- ПРЕДОСТАВЛЕННЫЙ ТЕКСТ:
------
Он взорвался прямо перед нами и разнес наш пулемет. Мы на мгновение запоздали с тем, чтобы броситься на дно траншеи. Показалось, что какая-то огромная тяжесть толкнула меня вниз. Мой второй номер начал ругаться, крича, что мерзавцы оторвали ему нос. Но все было не так плохо - крошечный осколок проткнул его нос поперек, и кровь хлестала из него, как из зарезанной свиньи. Мы решили переместиться в блиндаж, чтобы я мог перевязать его.

К моему удивлению я обнаружил, что не могу двигаться. Я было подумал, что просто отсидел себе ноги, когда находился на корточках. Когда упал следующий снаряд, меня швырнуло на дно окопа так сильно, что я расцарапал себе лицо об землю. Я закричал своему товарищу, чтобы он не был олухом и успокоился. Он помог мне добраться до блиндажа, однако, уже на месте, он сказал, что даже не прикасался ко мне и, во всяком случае, не подталкивал. Мне пришло в голову, что тут что-то не так.

Я не чувствовал под собой ног, поэтому расстегнул ремень, нижние пуговицы кителя и стал ощупывать спину. Вроде, ничего необычного я не обнаружил. Я спустил брюки, исследовал ноги, но опять ничего не нашел. Я занялся перевязкой своего товарища. Затем мы выкурили по сигарете, и я почувствовал, что мне жарко - я просто обливался потом. Я снял кепи, и кровь полилась по моему лицу. Я нащупал рану на голове и понял, почему мои ноги не работают...

Через какое-то время меня перетащили вдоль траншеи на место, где она была настолько широка, чтобы в ней поместились носилки. Затем меня отнесли на сборный пункт раненых, где я остался дожидаться транспорта для отправки в тыл. Раненых там хватало... Русские вновь пошли в атаку, и все раненые, способные носить оружие, вернулись в окопы. Те, кто остался, должны были позаботиться сами о себе. Нам раздали ручные гранаты, автоматы и пожелали удачи. Мы все поняли. Чтобы отвезти нас в тыл, потребовалось бы немало людей, но взять их было неоткуда.

Русские открыли по нам огонь - мы начали отстреливаться. Они бросали в нас гранаты - мы тоже швыряли в них гранаты. К счастью, части Вермахта, поддерживаемые легкими танками, перешли в атаку. Мы не потеряли ни одного раненого, хотя некоторые, включая меня, получили новые ранения, слава Богу, довольно легкие. После этого меня перетащили в какой-то блиндаж, занимаемый солдатами Вермахта. Это был глубокий бункер с хорошо защищенным входом и очень толстым перекрытием. Внутри стояли столы и легкие стулья. Играло радио, и все выглядело почти как на пропагандистской картинке...

Во время нашей контратаки было взято в плен несколько пленных. Их использовали, как обычно, для подноса боеприпасов и для транспортировки раненых. Чтобы добраться до перевязочного пункта, нам пришлось пересечь довольно плоское открытое поле. Противник обстреливал это пространство, и после каждого разрыва пленные русские бросали носилки, на которых лежал я, и искали укрытие.
------
- ИСХОДНЫЕ ДАННЫЕ:
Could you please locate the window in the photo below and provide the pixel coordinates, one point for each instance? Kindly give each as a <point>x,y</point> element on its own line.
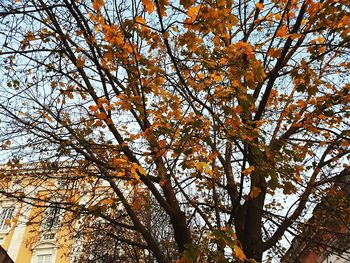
<point>5,214</point>
<point>52,219</point>
<point>49,236</point>
<point>47,258</point>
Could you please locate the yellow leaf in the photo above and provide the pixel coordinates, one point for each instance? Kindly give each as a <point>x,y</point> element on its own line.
<point>282,31</point>
<point>93,108</point>
<point>187,3</point>
<point>248,171</point>
<point>255,192</point>
<point>8,222</point>
<point>193,12</point>
<point>239,253</point>
<point>97,4</point>
<point>136,169</point>
<point>80,62</point>
<point>260,6</point>
<point>274,52</point>
<point>278,16</point>
<point>148,5</point>
<point>119,162</point>
<point>201,165</point>
<point>107,202</point>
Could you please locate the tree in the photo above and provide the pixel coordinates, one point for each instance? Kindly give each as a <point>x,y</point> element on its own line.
<point>233,115</point>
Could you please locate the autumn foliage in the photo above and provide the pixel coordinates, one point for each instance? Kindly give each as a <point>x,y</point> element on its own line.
<point>233,116</point>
------
- УСЛОВИЕ ЗАДАЧИ: Перепиши фрагмент предоставленного текста начиная со слов «Через какое-то время» и заканчивая словами «их было неоткуда.» включительно, поменяв «ручные гранаты» на «патроны». Позиции в исходных данных представляют собой отдельный материал.

- ОТВЕТ:
Через какое-то время меня перетащили вдоль траншеи на место, где она была настолько широка, чтобы в ней поместились носилки. Затем меня отнесли на сборный пункт раненых, где я остался дожидаться транспорта для отправки в тыл. Раненых там хватало... Русские вновь пошли в атаку, и все раненые, способные носить оружие, вернулись в окопы. Те, кто остался, должны были позаботиться сами о себе. Нам раздали патроны, автоматы и пожелали удачи. Мы все поняли. Чтобы отвезти нас в тыл, потребовалось бы немало людей, но взять их было неоткуда.